- **Work to complete**: Which lines in the records below contain the word "door"? Pull out each of those lines in full.

----------

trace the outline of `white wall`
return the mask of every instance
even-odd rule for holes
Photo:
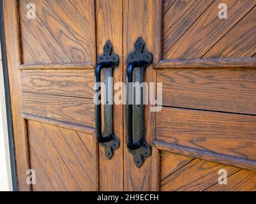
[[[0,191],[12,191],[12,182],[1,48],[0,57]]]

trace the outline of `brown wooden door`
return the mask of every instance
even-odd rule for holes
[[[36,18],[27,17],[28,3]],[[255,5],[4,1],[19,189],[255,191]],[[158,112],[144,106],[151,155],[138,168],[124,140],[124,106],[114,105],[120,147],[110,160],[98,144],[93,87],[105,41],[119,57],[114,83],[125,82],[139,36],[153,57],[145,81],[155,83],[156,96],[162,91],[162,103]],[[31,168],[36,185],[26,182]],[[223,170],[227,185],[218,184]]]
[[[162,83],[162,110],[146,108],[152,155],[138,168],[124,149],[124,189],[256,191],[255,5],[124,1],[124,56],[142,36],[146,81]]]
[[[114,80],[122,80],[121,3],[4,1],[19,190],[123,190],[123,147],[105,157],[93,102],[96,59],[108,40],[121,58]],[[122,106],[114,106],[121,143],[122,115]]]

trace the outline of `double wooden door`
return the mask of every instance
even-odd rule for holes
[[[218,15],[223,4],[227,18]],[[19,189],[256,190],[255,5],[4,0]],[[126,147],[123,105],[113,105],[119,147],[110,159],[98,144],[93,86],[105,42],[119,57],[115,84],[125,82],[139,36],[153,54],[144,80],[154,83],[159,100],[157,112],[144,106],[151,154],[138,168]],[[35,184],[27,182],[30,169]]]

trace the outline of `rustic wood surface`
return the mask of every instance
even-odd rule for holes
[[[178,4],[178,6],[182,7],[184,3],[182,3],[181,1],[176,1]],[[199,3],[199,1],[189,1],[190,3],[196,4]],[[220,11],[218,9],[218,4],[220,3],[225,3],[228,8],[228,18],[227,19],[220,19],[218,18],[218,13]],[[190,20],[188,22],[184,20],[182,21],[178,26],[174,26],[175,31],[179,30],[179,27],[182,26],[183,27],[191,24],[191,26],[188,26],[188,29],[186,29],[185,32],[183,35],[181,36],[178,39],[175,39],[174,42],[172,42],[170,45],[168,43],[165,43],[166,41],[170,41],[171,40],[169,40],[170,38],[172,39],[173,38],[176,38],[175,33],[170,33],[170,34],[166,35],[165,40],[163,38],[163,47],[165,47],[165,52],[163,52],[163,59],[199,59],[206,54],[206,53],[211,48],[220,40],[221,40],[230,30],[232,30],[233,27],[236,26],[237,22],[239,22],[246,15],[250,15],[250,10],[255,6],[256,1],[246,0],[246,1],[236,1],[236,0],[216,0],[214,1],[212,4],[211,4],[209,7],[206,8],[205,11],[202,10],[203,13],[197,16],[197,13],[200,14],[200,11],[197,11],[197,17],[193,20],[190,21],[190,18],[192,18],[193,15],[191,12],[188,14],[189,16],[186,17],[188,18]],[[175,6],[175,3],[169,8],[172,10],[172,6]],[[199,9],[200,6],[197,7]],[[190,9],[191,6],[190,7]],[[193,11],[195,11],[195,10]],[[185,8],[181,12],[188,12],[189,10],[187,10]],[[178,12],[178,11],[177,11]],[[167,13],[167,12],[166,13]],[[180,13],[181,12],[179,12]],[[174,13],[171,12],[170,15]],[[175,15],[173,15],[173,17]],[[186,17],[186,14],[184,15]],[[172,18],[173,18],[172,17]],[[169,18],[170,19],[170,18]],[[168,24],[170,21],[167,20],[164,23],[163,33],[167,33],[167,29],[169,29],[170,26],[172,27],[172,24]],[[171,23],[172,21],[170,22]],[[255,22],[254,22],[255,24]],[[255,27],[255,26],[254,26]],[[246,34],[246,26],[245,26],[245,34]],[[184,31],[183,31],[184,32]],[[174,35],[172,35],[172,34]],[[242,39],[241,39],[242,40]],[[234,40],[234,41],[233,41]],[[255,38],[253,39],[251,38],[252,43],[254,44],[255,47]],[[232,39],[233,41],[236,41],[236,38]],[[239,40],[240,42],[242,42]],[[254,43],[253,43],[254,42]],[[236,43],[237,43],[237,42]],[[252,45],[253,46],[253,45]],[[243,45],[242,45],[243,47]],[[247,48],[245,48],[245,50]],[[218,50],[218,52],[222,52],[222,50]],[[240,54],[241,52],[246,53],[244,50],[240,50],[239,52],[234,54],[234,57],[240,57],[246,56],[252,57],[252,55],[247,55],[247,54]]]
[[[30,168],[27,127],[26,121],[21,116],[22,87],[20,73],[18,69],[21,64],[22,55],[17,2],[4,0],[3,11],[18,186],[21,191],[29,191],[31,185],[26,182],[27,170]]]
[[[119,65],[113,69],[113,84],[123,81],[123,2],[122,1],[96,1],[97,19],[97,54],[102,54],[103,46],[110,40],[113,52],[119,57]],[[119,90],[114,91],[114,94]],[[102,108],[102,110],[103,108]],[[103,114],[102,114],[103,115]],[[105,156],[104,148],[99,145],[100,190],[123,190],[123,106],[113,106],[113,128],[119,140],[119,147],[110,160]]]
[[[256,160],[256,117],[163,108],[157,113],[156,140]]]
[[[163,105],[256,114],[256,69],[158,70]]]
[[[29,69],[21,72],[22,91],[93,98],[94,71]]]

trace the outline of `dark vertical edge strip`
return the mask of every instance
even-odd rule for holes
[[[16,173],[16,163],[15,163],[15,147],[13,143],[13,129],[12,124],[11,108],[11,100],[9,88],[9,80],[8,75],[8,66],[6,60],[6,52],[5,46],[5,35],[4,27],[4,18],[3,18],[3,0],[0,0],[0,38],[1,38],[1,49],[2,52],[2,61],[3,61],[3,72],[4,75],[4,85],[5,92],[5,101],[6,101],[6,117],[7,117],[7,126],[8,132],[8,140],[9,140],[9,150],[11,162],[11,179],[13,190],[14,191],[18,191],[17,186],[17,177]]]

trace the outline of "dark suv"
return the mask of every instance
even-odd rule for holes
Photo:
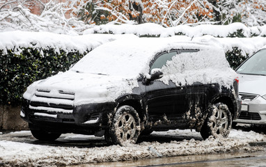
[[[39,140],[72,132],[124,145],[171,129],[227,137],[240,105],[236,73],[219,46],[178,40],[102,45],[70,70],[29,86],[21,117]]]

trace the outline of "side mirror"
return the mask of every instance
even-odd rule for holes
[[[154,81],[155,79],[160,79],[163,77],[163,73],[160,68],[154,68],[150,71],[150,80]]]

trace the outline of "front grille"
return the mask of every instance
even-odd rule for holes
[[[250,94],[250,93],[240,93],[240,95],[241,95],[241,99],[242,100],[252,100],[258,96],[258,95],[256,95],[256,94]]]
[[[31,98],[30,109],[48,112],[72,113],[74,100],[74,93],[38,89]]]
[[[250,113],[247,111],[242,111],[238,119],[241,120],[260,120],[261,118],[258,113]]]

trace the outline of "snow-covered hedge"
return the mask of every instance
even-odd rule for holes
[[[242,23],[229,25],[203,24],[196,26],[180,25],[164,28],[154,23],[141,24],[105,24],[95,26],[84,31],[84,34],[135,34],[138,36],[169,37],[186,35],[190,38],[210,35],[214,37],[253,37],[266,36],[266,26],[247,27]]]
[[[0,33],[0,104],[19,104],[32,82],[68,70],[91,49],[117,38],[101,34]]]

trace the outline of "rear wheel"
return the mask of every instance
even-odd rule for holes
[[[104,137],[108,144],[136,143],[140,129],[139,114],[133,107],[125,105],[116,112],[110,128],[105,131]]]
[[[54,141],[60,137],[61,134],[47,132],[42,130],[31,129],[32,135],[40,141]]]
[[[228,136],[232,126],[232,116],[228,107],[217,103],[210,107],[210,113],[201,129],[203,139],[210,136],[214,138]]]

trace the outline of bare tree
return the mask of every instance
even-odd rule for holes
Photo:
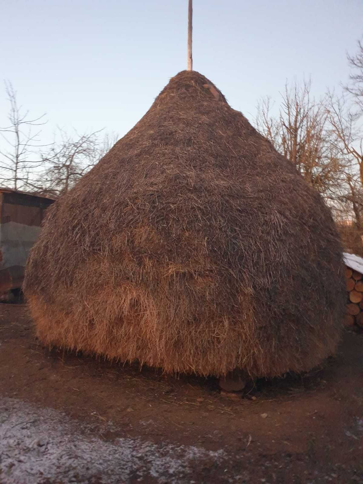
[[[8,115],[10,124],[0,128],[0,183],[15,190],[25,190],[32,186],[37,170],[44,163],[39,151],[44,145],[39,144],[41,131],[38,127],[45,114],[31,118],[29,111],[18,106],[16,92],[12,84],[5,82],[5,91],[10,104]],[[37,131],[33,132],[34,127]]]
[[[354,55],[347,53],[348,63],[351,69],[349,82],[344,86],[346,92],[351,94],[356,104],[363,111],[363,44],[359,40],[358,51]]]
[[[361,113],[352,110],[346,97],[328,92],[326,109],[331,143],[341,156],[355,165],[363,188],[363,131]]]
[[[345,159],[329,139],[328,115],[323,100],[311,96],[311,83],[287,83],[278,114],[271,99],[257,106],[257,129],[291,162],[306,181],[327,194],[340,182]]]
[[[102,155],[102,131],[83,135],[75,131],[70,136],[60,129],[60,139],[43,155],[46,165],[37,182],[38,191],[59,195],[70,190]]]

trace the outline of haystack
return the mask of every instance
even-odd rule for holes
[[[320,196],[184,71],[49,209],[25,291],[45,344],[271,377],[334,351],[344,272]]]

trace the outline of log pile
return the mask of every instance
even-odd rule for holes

----------

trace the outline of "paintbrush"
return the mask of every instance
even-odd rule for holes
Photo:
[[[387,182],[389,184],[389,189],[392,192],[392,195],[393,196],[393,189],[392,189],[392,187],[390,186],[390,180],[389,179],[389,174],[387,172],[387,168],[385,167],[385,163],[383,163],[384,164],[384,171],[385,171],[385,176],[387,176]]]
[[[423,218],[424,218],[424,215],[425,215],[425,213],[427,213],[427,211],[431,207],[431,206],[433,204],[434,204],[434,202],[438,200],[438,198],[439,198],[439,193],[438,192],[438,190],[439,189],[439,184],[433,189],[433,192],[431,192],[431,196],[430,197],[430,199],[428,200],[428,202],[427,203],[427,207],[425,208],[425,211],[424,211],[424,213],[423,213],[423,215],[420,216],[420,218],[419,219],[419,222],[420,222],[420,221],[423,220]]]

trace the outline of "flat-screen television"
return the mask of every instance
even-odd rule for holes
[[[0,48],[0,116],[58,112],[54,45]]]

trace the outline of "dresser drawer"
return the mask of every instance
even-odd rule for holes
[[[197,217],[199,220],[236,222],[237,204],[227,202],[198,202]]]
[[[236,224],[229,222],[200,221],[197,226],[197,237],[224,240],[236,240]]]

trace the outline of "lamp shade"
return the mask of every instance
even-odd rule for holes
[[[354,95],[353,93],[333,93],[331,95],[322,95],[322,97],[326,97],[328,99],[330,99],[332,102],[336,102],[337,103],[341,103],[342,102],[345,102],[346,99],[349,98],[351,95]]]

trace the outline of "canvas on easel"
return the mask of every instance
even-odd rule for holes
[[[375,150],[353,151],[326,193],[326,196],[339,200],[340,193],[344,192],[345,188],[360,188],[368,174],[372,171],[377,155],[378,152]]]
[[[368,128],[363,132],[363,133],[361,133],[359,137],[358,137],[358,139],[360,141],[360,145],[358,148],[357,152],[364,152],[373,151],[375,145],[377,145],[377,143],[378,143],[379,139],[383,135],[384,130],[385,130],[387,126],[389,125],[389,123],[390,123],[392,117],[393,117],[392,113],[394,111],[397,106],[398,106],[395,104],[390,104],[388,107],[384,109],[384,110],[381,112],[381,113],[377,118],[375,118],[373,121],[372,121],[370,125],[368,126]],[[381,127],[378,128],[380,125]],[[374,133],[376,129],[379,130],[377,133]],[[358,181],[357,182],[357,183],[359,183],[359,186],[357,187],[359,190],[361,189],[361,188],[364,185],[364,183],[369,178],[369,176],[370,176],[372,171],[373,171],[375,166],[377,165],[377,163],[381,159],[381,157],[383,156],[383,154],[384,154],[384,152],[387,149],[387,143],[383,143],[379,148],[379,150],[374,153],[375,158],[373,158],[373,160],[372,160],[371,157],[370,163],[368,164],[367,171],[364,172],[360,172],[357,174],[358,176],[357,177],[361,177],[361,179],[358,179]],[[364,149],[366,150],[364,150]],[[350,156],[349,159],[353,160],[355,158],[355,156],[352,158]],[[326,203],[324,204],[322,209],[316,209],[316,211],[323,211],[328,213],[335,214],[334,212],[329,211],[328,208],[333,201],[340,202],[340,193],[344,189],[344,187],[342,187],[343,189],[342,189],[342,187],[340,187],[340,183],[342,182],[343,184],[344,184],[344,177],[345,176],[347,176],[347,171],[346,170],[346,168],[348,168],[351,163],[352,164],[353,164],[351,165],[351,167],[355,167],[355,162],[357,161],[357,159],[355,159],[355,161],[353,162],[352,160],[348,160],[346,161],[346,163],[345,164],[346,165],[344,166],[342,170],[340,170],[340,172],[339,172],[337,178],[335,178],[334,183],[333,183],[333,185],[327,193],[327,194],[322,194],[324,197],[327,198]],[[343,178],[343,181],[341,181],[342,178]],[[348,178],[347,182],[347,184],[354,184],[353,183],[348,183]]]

----------

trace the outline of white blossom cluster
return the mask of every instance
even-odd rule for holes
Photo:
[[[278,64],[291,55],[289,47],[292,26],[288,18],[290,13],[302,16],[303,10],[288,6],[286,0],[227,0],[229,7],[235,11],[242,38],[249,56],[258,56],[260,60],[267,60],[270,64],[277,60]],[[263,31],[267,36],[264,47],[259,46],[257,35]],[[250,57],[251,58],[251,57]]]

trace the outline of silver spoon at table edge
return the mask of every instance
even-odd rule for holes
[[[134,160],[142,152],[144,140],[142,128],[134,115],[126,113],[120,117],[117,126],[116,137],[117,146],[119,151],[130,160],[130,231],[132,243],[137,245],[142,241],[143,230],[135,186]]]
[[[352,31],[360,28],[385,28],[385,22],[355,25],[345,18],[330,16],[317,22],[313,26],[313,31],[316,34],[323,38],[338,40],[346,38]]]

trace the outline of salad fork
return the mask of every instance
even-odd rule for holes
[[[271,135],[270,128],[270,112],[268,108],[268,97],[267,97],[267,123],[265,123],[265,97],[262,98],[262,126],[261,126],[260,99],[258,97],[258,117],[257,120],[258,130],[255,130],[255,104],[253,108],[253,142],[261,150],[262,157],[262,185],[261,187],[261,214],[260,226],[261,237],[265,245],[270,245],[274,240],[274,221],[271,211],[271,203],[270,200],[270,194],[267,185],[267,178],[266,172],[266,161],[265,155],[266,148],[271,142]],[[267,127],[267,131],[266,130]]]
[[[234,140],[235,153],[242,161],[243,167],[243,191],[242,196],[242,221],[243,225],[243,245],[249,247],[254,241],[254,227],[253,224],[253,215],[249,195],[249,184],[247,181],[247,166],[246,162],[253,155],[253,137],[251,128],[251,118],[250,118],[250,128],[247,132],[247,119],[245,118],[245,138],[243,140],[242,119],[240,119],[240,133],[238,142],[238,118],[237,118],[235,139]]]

----------

- **Answer to the problem**:
trace the outline of `brown wooden door`
trace the outline of `double wooden door`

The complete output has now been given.